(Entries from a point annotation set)
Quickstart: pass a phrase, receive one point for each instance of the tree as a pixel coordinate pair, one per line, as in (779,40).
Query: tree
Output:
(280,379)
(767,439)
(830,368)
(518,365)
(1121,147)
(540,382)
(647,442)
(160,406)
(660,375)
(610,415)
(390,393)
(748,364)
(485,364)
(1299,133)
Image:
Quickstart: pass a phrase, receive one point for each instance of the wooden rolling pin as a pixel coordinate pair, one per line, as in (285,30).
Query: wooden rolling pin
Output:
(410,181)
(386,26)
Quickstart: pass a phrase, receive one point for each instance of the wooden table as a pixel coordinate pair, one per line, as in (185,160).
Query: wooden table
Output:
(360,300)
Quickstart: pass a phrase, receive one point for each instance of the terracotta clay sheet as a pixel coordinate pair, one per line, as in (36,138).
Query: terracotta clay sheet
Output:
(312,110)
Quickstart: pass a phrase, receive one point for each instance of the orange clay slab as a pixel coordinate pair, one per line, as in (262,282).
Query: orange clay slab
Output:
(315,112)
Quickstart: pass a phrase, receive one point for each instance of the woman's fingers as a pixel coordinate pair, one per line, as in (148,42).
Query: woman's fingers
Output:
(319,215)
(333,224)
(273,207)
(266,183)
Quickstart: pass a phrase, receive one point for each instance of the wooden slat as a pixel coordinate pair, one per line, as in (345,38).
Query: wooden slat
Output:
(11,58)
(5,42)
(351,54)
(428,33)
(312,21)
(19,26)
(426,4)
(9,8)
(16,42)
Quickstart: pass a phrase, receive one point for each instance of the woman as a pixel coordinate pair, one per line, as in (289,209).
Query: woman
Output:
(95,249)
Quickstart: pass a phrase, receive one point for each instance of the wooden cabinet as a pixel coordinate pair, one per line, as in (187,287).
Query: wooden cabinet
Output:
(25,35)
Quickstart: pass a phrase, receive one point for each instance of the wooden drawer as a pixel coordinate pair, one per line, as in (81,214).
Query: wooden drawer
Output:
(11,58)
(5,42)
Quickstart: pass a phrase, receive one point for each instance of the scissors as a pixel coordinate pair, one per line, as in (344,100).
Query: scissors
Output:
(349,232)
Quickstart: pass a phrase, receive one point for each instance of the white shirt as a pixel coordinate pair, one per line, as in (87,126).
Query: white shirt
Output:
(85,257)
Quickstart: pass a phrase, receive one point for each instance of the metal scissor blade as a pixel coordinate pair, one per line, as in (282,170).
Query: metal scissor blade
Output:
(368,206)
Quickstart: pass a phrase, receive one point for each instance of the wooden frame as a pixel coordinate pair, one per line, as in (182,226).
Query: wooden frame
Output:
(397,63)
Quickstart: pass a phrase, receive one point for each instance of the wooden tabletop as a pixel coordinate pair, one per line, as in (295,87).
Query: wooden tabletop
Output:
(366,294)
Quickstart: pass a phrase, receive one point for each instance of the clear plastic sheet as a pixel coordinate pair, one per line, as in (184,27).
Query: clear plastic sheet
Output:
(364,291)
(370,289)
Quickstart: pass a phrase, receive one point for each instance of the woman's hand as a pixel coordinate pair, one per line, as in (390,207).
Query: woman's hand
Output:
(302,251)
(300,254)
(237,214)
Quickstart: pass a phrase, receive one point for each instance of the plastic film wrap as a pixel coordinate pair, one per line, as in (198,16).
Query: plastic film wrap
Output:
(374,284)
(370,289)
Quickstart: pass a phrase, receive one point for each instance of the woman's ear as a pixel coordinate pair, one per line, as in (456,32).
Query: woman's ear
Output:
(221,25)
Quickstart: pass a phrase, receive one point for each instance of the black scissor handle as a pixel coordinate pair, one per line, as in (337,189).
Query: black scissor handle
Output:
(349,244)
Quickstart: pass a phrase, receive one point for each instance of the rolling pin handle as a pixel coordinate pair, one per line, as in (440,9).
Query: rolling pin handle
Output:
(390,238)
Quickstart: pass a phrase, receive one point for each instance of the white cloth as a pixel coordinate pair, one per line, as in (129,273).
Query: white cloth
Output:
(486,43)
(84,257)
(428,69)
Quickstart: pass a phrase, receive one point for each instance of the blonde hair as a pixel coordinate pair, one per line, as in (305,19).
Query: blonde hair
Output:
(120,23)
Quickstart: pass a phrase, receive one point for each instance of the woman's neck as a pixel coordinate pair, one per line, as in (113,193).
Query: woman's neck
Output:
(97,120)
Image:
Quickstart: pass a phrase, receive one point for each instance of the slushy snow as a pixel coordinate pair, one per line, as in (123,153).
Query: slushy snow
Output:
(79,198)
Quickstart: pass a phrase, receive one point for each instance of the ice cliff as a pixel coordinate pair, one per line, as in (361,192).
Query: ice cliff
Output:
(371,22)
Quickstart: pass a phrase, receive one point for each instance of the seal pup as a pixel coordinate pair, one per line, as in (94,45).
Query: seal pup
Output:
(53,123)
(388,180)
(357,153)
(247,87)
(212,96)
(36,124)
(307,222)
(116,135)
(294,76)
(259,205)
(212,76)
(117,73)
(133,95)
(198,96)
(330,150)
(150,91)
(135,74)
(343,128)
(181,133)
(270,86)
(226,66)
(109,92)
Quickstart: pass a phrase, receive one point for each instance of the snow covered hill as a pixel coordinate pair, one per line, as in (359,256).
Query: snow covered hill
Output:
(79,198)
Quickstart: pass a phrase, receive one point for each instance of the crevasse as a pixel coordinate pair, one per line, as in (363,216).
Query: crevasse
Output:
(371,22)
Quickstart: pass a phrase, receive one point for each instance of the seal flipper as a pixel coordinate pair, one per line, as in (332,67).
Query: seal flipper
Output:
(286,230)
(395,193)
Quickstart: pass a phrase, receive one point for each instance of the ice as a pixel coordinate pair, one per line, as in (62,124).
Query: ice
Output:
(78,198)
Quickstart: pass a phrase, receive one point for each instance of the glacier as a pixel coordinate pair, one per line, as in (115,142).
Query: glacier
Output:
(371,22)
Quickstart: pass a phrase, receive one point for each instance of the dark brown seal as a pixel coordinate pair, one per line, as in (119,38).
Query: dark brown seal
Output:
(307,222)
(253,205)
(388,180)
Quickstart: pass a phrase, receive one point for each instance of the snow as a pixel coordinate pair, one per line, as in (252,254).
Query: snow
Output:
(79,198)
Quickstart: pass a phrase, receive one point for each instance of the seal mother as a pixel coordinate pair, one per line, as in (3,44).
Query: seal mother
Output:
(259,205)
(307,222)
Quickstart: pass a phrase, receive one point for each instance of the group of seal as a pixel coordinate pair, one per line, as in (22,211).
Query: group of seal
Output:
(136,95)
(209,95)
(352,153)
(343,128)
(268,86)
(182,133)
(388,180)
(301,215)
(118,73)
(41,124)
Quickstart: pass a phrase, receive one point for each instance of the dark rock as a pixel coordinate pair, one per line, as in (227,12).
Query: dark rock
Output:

● **STATED EXERCISE**
All entries must be repeated verbatim.

● **RESPONSE**
Quickstart: pass a phrase, receive one point for each instance of the tree as a pixel coordinate pair, one per line, as in (779,40).
Query: tree
Output:
(280,379)
(767,439)
(830,368)
(518,365)
(1121,147)
(540,382)
(647,442)
(160,406)
(660,375)
(610,415)
(390,393)
(748,364)
(485,364)
(1299,133)
Image:
Quickstart: pass a phrase, receive one point for each instance of the wooden rolling pin as a pixel coordinate pair, one per line, as in (285,30).
Query: wooden rolling pin
Output:
(410,181)
(386,26)
Quickstart: pass a phrase, receive one point for each instance of the wooden table as a pixel coordinate pair, one per line, as in (185,160).
Query: wooden table
Output:
(360,300)
Quickstart: pass a phrase, receive one point for each instance of the terracotta clay sheet as a pixel coordinate pair, one per line, as in (36,138).
Query: terracotta clay sheet
Output:
(312,110)
Quickstart: pass a phrase, receive one point for each instance of the orange clay slab as a pixel coordinate pair, one per line, as in (262,282).
Query: orange clay slab
Output:
(315,112)
Quickstart: pass a phrase, receive one point for each instance of the woman's fingers as a pixel coordinate pair, one per line, as in (148,42).
Query: woman's fingers
Output:
(319,215)
(333,224)
(273,207)
(266,183)
Quickstart: pass a phrase, receive one point for each instance of the wooden slat as a pixel coordinate pair, one per line, as in (345,38).
Query: wooden slat
Output:
(11,58)
(5,42)
(351,54)
(428,33)
(312,21)
(19,26)
(426,4)
(9,8)
(16,42)
Quickstart: pass a phrase, receive one point for each instance of the woman as a pixel coordinate pair, one per line, as in (289,209).
Query: woman
Output:
(95,249)
Quickstart: pass a phrase, receive one point for each instance of the wooden cabinet as a pixel coordinate pair, one per line, as in (187,287).
Query: wooden cabinet
Output:
(25,35)
Quickstart: pass a phrase, receive one point for each instance of the wooden drawer as a pixel coordinate pair, one per line, as in (81,214).
Query: wooden drawer
Output:
(11,58)
(5,42)
Quickstart: pass a phrase, receive one point for each instance of the scissors as a pixel coordinate pair, one per line, as in (344,100).
Query: scissors
Output:
(349,232)
Quickstart: pass a phrase, receive one point for each instance of the white shirt as a pixel coordinate pair, one per line, as in (87,126).
Query: white shirt
Output:
(85,257)
Quickstart: pass a phrase, receive one point for each instance of the metal scissor blade as a pixel coordinate pair, one per line, as in (282,170).
Query: metal scissor blade
Output:
(368,206)
Quickstart: pass a phrase, receive one point for each instance of the wooden frame as a pixel coordinate pair, one per line, as in (182,226).
Query: wooden frame
Output:
(397,63)
Quickstart: pass a phrase, receive one point for each instance of the wooden tabletop as a pixel coordinate pair, one per line, as in (295,87).
Query: wooden tabletop
Output:
(366,294)
Quickstart: pass a phrase, receive one point for each instance of the clear plastic sheet as a pixel coordinate pair, one per line, as in (184,27).
Query: clear plastic sheet
Output:
(364,291)
(370,289)
Quickstart: pass a phrase, receive one point for each instance of the woman's hand as a pixel coordinate pair, one per line, as in (390,207).
Query: woman's hand
Output:
(302,251)
(300,254)
(237,214)
Quickstart: pass a phrase, receive one point for each instance of the plastic film wrap as a pixel coordinate pair, one per line, as in (198,16).
Query: plastic film wrap
Output:
(374,284)
(370,289)
Quickstart: pass a phrase, receive one point for each instance of the woman's ear as a pixel coordinate pair, one per line, as in (456,32).
Query: woman's ear
Output:
(221,25)
Quickstart: pass a phrase, receive one point for each instance of the black scissor handle as a pixel coordinate pair, one per line, as in (337,189).
Query: black scissor handle
Output:
(349,244)
Quickstart: pass a phrase, receive one point for each instance of the rolling pin handle as a pixel coordinate pair, one per line, as in (440,9).
Query: rolling pin handle
Output:
(390,238)
Quickstart: pass a phrase, receive one point for each instance of the white cloth as a pixel coordinate pair, one per line, as in (129,273).
Query: white cloth
Output:
(486,43)
(84,257)
(428,69)
Quickstart: pass a phrase, receive one point for each instance of the blonde hair as a pixel coordinate pair, one per line, as in (305,19).
Query: blonde hair
Output:
(120,23)
Quickstart: pass a phrase, receive one point for each instance of the woman's neck as a pixel coordinate pair, one per line, as in (113,193).
Query: woman's neck
Output:
(97,120)
Image:
Quickstart: pass a phrase, receive one point for each instance of the slushy snow as a pixel coordinate pair, one per line, as in (123,153).
Query: slushy snow
Output:
(79,198)
Quickstart: pass a phrase, receive one point for each instance of the ice cliff as a pixel coordinate pair, one per line, as in (361,192).
Query: ice cliff
Output:
(371,22)
Quickstart: pass a phrase, receive one point for each instance of the seal pup as a pixel coordinate pair, one per line, as in (94,45).
Query: seal pup
Output:
(53,123)
(388,180)
(357,153)
(247,87)
(212,96)
(36,124)
(307,222)
(116,135)
(294,76)
(259,205)
(212,76)
(117,73)
(133,95)
(198,96)
(330,150)
(150,91)
(135,74)
(343,128)
(181,133)
(270,86)
(226,66)
(109,92)
Quickstart: pass a phrase, receive one point for each instance of the snow covered hill as a pixel coordinate pair, one per line, as in (359,256).
Query: snow covered hill
Output:
(79,198)
Quickstart: pass a phrase, receive one point for each instance of the crevasse as a pixel coordinate pair, one per line, as in (363,216).
Query: crevasse
Output:
(371,22)
Quickstart: pass a phrase, receive one point for each instance of the seal flipper as a pixel coordinate pair, one per line, as in (332,67).
Query: seal flipper
Output:
(286,230)
(395,193)
Quickstart: pass a phrase, receive one point for each instance of the ice as a pixel coordinate pair, one per line, as in (62,124).
Query: ice
Output:
(78,198)
Quickstart: pass a phrase, receive one point for each instance of the glacier as a pixel coordinate pair, one per line, as in (115,142).
Query: glacier
Output:
(371,22)
Quickstart: pass a phrase, receive one point for each instance of the dark brown seal as a pixel coordinate pair, one per line, as in (119,38).
Query: dark brown seal
Output:
(307,222)
(253,205)
(388,180)
Quickstart: pass a phrase, receive one point for each instance of the snow as a pixel coordinate pair, one per line, as in (252,254).
Query: snow
Output:
(79,198)
Quickstart: pass a phrase, receive one point for each instance of the seal mother as a pixel coordinate pair, one per line, as in (3,44).
Query: seal mother
Output:
(259,205)
(307,222)
Quickstart: pass a phrase, receive one point for each instance of the group of seal as a pixel coordinate pair, one per line, as in (22,211).
Query: group of seal
Output:
(136,95)
(209,95)
(352,153)
(343,128)
(268,86)
(182,133)
(388,180)
(301,215)
(118,73)
(41,124)
Quickstart: pass a phrase, receive one point for each instance of the dark rock as a pixel coordinate pair, one per line, as in (227,12).
Query: dark rock
Output:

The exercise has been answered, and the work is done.